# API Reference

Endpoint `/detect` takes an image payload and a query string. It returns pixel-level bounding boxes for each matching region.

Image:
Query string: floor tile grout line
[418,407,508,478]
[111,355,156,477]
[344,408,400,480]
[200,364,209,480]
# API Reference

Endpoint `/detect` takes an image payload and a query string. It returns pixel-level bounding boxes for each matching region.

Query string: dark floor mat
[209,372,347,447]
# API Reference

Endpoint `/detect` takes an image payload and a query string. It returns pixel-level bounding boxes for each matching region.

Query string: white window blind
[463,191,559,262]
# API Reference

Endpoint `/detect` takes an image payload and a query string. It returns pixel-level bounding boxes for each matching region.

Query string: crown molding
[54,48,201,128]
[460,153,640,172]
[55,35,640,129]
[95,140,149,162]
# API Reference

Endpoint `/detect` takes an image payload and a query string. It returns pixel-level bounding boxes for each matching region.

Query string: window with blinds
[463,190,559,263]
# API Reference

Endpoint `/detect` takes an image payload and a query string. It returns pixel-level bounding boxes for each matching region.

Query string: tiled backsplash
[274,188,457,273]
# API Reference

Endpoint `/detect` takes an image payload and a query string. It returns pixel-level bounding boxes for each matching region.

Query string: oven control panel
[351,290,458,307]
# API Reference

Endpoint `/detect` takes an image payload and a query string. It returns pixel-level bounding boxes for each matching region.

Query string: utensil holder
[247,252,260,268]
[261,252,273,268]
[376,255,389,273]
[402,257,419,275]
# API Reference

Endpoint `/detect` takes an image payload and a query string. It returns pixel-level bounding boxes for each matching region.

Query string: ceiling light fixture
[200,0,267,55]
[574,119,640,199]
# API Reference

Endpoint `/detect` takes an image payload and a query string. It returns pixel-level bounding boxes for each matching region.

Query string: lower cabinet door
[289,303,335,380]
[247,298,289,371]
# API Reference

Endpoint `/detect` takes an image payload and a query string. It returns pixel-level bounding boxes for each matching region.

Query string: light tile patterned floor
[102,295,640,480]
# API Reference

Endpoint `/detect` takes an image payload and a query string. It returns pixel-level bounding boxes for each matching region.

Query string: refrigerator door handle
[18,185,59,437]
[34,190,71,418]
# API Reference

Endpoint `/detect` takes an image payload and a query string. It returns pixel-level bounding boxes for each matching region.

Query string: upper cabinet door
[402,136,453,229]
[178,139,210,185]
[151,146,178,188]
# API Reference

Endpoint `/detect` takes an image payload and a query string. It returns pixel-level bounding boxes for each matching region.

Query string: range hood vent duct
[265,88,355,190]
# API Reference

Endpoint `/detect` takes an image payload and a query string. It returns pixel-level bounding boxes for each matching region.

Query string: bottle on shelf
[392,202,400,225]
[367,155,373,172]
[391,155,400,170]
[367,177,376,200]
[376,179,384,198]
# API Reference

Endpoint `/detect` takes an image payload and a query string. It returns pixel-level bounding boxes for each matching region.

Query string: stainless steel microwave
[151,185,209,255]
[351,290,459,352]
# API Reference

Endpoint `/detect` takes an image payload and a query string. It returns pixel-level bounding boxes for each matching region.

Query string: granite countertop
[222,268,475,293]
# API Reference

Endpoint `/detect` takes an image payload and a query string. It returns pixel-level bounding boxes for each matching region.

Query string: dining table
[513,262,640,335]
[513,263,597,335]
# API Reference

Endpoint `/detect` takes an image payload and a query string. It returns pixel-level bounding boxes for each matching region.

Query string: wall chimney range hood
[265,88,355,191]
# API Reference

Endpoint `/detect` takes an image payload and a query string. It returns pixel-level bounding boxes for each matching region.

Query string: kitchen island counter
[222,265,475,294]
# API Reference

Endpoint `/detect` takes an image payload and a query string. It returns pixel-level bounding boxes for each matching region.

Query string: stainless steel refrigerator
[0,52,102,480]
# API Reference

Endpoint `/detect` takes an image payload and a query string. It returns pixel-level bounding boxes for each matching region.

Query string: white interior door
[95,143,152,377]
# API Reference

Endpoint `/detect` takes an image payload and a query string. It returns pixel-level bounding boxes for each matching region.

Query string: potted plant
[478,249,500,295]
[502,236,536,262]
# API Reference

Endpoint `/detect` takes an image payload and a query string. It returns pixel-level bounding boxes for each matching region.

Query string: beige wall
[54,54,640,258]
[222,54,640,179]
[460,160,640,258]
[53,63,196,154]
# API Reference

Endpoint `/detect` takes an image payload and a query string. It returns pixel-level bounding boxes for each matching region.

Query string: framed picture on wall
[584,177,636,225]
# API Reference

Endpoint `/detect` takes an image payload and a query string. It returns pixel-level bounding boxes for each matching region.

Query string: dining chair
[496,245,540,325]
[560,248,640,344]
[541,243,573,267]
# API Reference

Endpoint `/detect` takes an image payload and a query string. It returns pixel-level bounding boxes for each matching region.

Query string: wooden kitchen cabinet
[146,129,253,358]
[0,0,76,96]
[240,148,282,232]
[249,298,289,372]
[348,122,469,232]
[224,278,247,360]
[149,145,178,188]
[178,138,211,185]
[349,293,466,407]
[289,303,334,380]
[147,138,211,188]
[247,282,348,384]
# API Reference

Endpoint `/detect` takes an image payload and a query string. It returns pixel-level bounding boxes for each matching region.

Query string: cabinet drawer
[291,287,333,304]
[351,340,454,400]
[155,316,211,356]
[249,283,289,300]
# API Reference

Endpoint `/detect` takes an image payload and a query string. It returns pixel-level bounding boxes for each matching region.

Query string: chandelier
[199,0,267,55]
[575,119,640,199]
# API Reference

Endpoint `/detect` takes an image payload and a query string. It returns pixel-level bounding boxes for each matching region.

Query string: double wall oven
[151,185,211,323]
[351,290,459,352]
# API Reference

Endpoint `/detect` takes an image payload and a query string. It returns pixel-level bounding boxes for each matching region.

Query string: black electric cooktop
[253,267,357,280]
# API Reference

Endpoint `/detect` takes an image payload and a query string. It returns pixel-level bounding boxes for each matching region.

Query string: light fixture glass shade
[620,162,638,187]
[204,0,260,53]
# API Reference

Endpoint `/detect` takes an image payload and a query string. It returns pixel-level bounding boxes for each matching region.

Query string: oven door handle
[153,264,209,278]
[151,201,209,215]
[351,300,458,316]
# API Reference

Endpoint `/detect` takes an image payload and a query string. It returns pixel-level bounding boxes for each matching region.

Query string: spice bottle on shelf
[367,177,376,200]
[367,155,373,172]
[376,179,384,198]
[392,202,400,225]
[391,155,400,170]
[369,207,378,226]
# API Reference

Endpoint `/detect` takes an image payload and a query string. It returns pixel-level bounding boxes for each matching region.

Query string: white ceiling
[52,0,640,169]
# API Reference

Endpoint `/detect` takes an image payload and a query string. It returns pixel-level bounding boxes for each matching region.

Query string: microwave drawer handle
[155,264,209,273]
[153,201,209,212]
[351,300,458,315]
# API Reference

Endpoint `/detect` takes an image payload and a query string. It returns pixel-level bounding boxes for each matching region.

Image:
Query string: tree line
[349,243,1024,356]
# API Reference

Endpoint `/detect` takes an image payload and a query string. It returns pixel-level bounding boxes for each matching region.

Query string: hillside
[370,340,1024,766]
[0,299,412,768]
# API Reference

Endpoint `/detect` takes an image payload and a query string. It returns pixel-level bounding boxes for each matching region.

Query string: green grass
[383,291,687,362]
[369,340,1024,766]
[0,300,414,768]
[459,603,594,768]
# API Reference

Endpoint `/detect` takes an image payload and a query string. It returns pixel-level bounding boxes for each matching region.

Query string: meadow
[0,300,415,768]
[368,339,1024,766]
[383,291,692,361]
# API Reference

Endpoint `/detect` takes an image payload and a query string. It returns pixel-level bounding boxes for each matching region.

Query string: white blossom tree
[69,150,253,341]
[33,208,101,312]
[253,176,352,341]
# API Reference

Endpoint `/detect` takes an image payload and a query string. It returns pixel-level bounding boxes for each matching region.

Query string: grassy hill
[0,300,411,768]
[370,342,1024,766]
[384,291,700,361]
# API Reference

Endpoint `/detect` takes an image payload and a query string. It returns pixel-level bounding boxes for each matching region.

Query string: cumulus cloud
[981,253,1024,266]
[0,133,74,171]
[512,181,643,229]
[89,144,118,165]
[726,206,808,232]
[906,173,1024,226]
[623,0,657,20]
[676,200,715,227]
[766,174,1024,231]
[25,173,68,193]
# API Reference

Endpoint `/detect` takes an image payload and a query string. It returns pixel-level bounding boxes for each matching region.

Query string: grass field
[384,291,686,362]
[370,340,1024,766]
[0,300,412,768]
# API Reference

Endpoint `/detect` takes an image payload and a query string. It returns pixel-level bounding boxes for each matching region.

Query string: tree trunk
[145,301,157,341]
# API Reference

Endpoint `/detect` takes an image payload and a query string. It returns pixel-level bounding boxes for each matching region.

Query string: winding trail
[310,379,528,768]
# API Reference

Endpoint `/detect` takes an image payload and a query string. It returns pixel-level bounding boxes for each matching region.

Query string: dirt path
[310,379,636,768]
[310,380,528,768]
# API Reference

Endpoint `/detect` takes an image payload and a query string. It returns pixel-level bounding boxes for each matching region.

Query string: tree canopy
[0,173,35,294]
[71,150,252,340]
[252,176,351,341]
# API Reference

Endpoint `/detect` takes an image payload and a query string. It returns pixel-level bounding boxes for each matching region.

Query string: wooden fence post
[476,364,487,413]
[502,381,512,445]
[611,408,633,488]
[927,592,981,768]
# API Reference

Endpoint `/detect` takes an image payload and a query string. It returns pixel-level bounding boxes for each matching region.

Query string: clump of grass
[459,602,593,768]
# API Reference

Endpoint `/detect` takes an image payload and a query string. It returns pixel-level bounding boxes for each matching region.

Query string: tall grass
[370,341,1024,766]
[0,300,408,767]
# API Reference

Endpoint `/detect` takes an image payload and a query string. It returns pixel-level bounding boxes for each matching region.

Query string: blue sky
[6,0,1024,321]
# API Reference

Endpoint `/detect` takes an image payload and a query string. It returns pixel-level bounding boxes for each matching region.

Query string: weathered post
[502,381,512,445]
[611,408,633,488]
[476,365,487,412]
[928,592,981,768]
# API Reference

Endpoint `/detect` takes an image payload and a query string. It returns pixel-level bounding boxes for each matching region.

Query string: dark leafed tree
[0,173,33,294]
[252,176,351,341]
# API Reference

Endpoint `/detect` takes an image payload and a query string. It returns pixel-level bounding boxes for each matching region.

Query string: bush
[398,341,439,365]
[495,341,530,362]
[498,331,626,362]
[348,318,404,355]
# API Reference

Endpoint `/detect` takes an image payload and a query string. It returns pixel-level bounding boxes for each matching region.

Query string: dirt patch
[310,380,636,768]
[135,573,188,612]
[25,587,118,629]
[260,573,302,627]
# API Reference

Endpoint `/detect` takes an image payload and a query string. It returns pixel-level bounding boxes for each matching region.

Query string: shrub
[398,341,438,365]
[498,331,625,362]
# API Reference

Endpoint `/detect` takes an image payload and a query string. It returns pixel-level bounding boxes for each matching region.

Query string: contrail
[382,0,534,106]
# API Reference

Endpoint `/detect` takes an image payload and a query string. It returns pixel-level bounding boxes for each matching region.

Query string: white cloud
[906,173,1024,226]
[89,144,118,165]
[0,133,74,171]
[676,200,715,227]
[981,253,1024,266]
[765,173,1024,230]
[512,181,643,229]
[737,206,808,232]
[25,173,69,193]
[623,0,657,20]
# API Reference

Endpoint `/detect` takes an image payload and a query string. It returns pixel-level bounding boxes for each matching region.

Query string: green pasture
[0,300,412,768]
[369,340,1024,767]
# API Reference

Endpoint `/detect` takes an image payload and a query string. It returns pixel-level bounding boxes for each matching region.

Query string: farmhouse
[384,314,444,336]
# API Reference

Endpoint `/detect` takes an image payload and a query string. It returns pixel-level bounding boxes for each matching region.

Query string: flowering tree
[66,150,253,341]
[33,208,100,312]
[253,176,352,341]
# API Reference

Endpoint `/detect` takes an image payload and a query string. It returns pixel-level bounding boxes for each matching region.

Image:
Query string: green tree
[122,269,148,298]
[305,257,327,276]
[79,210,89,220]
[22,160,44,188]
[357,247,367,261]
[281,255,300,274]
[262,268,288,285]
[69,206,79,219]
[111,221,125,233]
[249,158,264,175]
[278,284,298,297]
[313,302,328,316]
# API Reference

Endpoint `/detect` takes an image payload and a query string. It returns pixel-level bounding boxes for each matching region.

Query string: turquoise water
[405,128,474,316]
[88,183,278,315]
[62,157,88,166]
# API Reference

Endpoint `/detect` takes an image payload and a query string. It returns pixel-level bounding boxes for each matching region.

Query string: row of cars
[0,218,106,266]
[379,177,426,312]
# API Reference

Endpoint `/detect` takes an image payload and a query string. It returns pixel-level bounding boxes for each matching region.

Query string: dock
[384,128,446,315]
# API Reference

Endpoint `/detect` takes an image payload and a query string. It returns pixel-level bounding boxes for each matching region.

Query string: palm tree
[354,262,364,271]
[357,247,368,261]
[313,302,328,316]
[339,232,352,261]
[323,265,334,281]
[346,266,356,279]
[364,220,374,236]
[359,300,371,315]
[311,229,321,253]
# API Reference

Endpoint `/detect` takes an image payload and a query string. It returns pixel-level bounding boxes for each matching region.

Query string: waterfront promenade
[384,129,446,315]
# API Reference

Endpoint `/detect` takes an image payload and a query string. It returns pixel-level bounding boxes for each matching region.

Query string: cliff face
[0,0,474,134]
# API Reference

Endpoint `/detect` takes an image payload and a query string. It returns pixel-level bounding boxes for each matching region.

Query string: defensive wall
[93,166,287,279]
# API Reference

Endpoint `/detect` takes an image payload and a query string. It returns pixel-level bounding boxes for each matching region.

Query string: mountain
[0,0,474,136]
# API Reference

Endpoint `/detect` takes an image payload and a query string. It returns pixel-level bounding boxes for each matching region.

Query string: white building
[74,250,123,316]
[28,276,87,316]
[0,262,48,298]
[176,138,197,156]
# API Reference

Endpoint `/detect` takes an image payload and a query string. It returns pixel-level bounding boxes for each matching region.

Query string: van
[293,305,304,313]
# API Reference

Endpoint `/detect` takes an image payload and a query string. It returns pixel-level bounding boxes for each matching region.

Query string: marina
⁂
(Direction) From the records above, pick out every line that contains the string "tree". Case counts.

(Result)
Query string: tree line
Query string: white blossom tree
Query string: tree trunk
Query string: tree canopy
Query string: dark leafed tree
Query string: flowering tree
Query string: green tree
Query string: palm tree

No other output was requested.